** START **
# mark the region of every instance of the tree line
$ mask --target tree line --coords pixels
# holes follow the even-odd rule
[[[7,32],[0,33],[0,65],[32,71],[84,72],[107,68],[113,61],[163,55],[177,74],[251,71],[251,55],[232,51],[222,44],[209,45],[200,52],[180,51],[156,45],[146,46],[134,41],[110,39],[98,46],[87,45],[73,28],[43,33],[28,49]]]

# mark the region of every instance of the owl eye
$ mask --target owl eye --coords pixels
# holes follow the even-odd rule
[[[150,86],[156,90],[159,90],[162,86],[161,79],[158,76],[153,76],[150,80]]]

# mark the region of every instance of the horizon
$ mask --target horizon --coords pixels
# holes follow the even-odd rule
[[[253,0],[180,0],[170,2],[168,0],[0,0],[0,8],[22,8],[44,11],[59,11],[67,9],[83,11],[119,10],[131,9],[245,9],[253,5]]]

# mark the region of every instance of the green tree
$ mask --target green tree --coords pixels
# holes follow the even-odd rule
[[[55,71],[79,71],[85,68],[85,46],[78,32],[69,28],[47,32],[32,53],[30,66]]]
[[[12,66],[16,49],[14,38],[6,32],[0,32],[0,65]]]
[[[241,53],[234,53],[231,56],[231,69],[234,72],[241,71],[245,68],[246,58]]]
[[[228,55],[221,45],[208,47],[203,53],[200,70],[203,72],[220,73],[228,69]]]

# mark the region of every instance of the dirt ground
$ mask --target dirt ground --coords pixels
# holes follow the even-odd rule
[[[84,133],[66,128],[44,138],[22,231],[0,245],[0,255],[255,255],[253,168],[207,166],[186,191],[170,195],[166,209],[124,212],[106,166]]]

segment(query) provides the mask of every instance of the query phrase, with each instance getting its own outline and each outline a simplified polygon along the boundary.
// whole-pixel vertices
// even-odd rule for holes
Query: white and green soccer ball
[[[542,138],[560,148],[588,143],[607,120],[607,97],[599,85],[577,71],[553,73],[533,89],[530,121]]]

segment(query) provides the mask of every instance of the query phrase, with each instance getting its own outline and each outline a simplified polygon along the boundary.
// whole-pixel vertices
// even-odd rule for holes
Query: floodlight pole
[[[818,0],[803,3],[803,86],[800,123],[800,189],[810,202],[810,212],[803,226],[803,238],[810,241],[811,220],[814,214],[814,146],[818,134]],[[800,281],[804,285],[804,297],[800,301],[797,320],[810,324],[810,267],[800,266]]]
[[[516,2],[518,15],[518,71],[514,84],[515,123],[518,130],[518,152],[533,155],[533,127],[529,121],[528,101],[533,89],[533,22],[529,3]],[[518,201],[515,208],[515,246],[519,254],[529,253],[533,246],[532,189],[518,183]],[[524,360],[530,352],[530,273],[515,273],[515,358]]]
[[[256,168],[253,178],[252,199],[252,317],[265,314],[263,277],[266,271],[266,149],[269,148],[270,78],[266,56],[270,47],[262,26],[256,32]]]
** END **
### The problem:
Pull out each line of the records that contains the word "dirt" and copy it in full.

### Exercise solution:
# mark the region of every instance of the dirt ground
$ mask --target dirt ground --coords pixels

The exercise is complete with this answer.